### Provided passage
▼
I didn't feed any special food. Just your typical dry fish food, and the occassional baby brine shrimp treats. They love the treats  :Smile: .

----------


## ronald_t80

Hi all, abit off topic....BUT anyone got a picture of ember tetra? and is it suitable for 1ft cube setup? Thanks!

----------


## wasabi8888

yes.. suitable for 1 ft cube tank, but no more than 6, in my opnion

----------


## valice

> Hi all, abit off topic....BUT anyone got a picture of ember tetra? and is it suitable for 1ft cube setup? Thanks!


This is how a Ember tetra looks like.



But you usually wouldn't see it so orange in a LFS. The deep orange colouration comes after the fish is stable in your tank.

----------


## Quixotic

Well, if heavily planted and very well filtered, you may get by with stocking more as they don't grow very big, about 2cm SL.

----------


## ronald_t80

> This is how a Ember tetra looks like.
> 
> But you usually wouldn't see it so orange in a LFS. The deep orange colouration comes after the fish is stable in your tank.


 

Thanks valice....thought i saw this fish somewhere after seeing the pictures. Will get about 9 for the 1ft cube....hope its enough.

----------


## andrewtyr

wow, that is really deep colouration. I thought it is quite a plain fish among the others in LFS

----------


## valice

These guys have been with me for nearly 2 years. So are very stable and all have this deep colouration.

----------


## lowell

what's the maximum size of ember tetra? thanks.

----------


## Quixotic

lowell, see post #12.

----------


## angelo

I got 8 of them last Sunday. Two of them in deep orange now. However, the rest are still very light. Is it those two in deep orange are male and the rest are female?

----------


## Quixotic

Considering it has only been a few days since they were in the tank, it may be still too early to tell. As mentioned, some will take weeks to settle down and show their colours.

However, it is said that males are more richer in colour than females. The other way to tell the sex of the adults is by the size, where females are generally larger and deeper bodied than males.

----------


## Shadow

I wonder if ember tetra still schoolling after long time in the tank.

----------


## angelo

Quixotic, Thanks for sharing.

Three of them are smaller in size but richer in colour, should be male. The rest should should be female because they are much lighter in colour and "fat".

Shadow, mine don't school that often. Not too sure why. May be not enough quantity.

----------


## Burnz

One question, how do i identify an ember tetra in the aquarium shop as they are usually not that rich in color initally?

----------


## Quixotic

Ask the LFS? Ember tetra is the trade name, so LFS will normally identify them with that name.

FYI, their scientific name is _Hypherssobrycon amandae_.
▲
### Dataset section
▼
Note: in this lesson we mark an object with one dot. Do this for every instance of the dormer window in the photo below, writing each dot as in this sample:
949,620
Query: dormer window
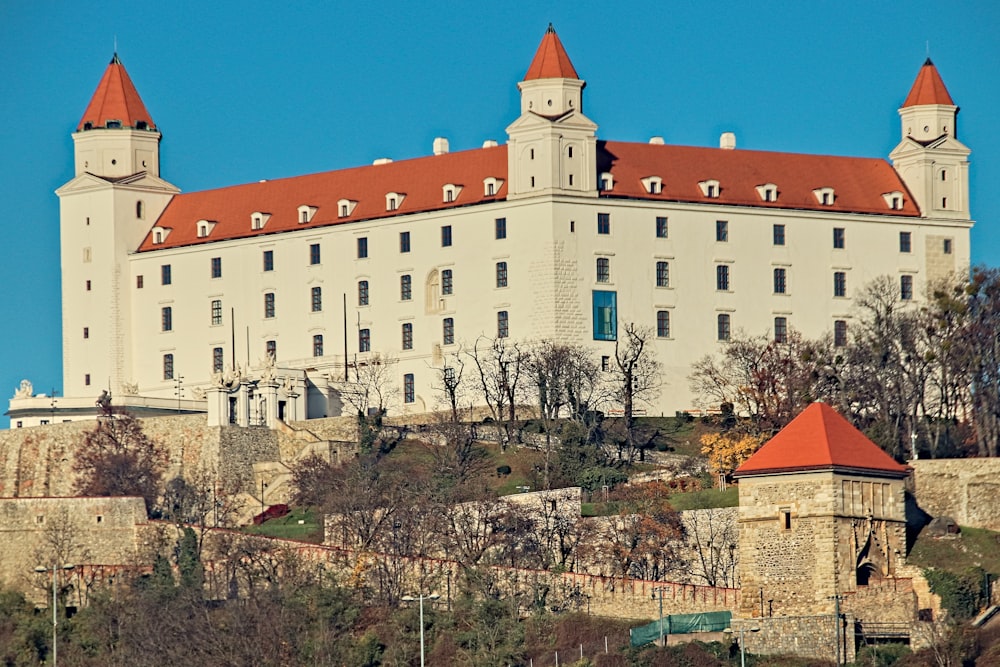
▲
Can you reproduce the ember tetra thread word for word, starting at "Shadow, mine don't" and ending at "in color initally?"?

### Reply
Shadow, mine don't school that often. Not too sure why. May be not enough quantity.

----------


## Burnz

One question, how do i identify an ember tetra in the aquarium shop as they are usually not that rich in color initally?